§ **YOUR TASK**:
Copy out each line below containing "tree".

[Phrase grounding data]
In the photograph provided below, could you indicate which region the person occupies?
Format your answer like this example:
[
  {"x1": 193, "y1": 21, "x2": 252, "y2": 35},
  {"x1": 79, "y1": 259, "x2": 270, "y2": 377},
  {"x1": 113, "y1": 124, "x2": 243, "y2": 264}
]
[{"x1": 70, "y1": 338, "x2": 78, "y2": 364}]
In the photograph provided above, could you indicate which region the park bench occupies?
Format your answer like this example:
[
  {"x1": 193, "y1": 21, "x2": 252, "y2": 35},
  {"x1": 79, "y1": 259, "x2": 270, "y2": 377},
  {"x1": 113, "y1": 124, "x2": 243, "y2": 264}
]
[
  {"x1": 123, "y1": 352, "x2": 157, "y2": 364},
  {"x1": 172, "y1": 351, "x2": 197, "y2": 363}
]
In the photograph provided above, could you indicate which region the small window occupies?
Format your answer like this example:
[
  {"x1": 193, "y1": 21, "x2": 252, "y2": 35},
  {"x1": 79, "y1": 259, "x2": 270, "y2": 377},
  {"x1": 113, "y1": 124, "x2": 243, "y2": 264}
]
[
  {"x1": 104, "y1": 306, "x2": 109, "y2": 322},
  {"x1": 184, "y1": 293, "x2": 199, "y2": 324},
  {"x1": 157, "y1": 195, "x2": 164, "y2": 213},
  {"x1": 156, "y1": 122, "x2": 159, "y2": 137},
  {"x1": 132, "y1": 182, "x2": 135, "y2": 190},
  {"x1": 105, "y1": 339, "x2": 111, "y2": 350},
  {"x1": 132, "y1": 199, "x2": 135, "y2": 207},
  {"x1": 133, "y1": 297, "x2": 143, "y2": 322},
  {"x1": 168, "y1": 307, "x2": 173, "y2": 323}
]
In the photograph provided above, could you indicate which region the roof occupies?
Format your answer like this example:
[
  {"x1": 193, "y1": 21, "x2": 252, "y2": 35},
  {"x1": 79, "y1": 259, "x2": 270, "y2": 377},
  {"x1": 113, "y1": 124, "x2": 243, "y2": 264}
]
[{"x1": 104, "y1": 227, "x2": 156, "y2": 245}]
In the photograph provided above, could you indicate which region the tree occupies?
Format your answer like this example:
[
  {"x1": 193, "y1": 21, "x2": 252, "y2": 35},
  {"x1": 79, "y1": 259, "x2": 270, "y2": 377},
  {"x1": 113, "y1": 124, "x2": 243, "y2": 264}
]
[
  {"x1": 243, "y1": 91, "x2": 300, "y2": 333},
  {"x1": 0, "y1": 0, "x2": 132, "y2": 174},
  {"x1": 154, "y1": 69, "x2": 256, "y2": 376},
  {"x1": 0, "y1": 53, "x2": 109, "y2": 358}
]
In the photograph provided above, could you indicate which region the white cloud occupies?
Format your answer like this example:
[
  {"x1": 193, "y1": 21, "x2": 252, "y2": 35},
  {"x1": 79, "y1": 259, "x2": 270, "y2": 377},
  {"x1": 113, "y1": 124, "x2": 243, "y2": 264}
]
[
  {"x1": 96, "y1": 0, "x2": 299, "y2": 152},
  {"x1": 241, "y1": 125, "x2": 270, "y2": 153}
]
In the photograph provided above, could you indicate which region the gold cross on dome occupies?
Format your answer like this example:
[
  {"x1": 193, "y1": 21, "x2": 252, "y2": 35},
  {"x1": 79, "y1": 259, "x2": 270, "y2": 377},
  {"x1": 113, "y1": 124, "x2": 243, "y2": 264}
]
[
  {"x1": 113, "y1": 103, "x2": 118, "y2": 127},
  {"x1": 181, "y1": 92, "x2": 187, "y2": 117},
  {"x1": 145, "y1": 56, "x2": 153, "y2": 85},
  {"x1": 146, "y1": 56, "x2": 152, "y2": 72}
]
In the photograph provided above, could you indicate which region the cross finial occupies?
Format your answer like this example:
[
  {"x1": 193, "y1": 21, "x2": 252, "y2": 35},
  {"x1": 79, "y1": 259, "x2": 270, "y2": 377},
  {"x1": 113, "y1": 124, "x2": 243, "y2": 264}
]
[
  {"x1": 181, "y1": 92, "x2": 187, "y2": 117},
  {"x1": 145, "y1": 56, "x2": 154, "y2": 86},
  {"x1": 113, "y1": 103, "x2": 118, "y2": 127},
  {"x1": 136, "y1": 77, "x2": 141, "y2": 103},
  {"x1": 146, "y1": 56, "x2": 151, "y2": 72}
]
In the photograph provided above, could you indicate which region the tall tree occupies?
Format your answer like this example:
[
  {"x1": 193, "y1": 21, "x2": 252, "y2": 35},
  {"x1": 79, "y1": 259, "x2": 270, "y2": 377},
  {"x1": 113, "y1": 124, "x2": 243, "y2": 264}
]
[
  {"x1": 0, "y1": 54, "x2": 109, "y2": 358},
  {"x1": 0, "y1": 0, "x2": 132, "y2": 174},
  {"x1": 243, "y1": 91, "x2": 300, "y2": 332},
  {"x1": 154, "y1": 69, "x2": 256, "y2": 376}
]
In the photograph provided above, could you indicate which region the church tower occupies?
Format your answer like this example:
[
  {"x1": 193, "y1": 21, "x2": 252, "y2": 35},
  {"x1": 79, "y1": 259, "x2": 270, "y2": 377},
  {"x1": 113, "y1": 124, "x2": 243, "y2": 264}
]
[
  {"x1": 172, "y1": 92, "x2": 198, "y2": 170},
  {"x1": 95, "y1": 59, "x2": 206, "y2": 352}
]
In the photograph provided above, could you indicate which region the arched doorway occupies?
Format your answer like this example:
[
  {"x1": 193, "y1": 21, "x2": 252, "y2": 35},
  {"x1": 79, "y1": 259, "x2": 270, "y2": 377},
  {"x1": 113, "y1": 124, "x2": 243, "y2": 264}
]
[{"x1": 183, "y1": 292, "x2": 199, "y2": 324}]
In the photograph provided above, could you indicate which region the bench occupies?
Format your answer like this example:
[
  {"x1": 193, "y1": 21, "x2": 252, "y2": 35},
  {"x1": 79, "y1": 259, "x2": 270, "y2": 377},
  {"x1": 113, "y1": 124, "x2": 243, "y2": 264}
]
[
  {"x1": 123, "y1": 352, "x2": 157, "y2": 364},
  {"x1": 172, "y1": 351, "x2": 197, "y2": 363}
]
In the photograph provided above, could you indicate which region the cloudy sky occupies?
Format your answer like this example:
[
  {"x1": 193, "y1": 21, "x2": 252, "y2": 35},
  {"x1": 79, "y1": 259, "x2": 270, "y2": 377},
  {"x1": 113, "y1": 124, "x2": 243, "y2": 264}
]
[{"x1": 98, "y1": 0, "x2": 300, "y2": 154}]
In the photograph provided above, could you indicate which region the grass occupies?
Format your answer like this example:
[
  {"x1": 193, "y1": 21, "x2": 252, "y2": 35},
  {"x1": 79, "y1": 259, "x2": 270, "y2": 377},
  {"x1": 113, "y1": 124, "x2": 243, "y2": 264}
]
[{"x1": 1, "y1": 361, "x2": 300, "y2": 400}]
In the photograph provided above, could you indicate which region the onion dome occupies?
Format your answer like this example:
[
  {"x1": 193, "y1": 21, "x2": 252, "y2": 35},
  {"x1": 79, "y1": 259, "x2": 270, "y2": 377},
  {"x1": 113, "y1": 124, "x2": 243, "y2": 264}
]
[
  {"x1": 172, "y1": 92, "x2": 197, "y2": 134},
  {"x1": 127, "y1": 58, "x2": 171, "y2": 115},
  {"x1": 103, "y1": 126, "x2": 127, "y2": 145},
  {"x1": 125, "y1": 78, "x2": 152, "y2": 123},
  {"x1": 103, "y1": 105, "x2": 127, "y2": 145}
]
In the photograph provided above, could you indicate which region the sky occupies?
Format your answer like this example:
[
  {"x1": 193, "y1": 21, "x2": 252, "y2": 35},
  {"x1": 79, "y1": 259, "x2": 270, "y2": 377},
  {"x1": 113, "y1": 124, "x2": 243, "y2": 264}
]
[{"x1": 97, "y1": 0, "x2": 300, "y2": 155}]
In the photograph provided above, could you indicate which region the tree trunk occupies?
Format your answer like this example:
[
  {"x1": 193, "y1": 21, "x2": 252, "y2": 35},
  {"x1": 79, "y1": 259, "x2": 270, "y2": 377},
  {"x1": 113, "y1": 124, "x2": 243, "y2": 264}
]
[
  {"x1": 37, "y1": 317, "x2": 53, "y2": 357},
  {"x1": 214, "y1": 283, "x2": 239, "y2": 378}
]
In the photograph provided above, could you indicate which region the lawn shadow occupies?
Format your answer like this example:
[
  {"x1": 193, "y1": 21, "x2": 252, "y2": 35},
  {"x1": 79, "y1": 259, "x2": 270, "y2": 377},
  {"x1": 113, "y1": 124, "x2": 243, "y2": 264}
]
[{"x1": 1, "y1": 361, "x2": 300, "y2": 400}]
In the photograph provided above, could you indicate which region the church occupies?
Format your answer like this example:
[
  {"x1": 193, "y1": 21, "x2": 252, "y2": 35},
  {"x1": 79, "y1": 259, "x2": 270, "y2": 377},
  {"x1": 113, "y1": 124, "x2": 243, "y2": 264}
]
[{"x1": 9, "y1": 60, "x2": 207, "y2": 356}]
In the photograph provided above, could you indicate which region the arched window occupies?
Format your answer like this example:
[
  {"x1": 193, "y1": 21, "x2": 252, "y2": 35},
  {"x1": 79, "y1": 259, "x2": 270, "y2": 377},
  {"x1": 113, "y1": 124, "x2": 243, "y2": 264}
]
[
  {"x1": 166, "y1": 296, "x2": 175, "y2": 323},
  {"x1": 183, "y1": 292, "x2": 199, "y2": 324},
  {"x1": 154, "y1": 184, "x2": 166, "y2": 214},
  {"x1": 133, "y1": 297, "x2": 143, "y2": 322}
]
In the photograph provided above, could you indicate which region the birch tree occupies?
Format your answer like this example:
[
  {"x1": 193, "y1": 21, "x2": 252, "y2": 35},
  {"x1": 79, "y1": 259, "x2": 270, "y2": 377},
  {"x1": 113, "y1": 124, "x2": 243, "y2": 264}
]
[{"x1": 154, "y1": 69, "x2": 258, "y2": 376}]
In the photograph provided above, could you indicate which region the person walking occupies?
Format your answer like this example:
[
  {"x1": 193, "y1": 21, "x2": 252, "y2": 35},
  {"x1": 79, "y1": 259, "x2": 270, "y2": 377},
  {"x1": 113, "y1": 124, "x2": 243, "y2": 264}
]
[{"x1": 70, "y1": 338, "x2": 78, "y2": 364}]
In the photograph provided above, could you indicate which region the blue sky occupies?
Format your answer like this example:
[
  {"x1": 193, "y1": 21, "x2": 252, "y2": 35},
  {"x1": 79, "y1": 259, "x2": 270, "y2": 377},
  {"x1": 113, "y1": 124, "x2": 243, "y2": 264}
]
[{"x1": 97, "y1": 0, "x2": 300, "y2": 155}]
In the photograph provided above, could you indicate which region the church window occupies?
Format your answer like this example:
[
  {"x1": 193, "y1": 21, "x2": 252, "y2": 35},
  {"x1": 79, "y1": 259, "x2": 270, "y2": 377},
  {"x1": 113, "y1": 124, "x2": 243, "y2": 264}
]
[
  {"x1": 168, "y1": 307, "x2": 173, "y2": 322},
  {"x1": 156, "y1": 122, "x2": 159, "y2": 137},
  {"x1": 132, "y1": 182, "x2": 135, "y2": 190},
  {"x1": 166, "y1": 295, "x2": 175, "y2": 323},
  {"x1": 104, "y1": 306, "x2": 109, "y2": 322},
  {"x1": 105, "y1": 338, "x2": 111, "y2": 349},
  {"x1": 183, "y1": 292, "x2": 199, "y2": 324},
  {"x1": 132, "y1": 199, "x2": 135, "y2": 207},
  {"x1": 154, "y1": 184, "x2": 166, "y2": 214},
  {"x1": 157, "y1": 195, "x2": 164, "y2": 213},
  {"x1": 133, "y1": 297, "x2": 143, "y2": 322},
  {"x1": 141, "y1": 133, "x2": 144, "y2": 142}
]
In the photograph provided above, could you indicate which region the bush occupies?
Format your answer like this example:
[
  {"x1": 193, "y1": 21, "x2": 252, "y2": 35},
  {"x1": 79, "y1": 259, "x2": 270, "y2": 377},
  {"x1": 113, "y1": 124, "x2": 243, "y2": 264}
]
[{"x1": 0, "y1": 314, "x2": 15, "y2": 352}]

§ **PROBLEM SOLUTION**:
In the photograph provided above, could you indicate which region the tree occupies?
In the photograph provided above, could you indicate which region the tall tree occupies?
In the photograph provided above, could you indicate which region the tree trunk occupies?
In the photograph provided above, could you indicate which region the birch tree occupies?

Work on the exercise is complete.